What is asked:
Copy the lines below exactly, from the line with "detect every smooth" to the line with "15,64 -> 24,69", including both of those lines.

** Start of Material shown **

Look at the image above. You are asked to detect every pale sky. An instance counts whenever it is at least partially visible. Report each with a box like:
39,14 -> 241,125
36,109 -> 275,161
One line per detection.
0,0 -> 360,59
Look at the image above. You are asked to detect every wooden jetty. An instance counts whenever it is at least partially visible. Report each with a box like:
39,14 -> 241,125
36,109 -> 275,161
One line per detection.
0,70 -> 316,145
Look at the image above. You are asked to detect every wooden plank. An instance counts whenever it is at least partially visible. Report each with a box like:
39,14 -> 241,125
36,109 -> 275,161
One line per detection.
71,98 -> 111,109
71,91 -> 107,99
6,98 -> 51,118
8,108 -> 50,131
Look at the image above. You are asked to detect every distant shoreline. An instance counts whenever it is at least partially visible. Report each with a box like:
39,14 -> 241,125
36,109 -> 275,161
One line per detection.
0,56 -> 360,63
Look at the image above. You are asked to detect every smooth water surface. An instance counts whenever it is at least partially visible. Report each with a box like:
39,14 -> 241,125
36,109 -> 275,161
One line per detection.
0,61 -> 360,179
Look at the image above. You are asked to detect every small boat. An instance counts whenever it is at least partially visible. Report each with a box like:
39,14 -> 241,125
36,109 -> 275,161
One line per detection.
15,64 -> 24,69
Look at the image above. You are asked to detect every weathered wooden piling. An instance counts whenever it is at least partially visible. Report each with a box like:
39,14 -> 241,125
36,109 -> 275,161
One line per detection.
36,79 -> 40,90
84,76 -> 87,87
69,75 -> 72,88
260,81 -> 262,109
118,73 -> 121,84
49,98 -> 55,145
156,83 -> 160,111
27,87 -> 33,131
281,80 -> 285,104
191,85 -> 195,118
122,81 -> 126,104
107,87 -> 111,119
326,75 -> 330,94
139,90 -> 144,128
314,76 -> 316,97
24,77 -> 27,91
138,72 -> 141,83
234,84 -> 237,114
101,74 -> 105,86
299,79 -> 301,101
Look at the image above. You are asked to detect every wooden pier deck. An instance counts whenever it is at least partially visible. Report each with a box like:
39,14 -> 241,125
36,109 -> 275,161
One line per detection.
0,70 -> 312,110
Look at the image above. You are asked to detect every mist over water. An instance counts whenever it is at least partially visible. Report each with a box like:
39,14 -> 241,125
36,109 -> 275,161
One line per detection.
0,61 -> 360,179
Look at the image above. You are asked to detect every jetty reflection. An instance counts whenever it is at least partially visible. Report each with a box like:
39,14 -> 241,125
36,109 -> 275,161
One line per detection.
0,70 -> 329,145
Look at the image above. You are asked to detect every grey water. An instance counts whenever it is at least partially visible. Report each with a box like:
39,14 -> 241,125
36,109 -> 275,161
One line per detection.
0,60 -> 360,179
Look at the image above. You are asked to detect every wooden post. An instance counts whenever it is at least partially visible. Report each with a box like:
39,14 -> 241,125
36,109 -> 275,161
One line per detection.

** End of Material shown **

Task answer:
Look at the image above. You are asked to detect every smooth water surface. An instance counts whenever it is at least partially visible. Report each with a box like:
39,14 -> 241,125
36,109 -> 275,161
One line per detection.
0,61 -> 360,179
Look at the image above. You are asked to detect every small boat. An instance counts whenever it is at least partially visible. Report each with a box like:
39,14 -> 241,125
36,109 -> 275,161
One line per detection.
15,64 -> 24,69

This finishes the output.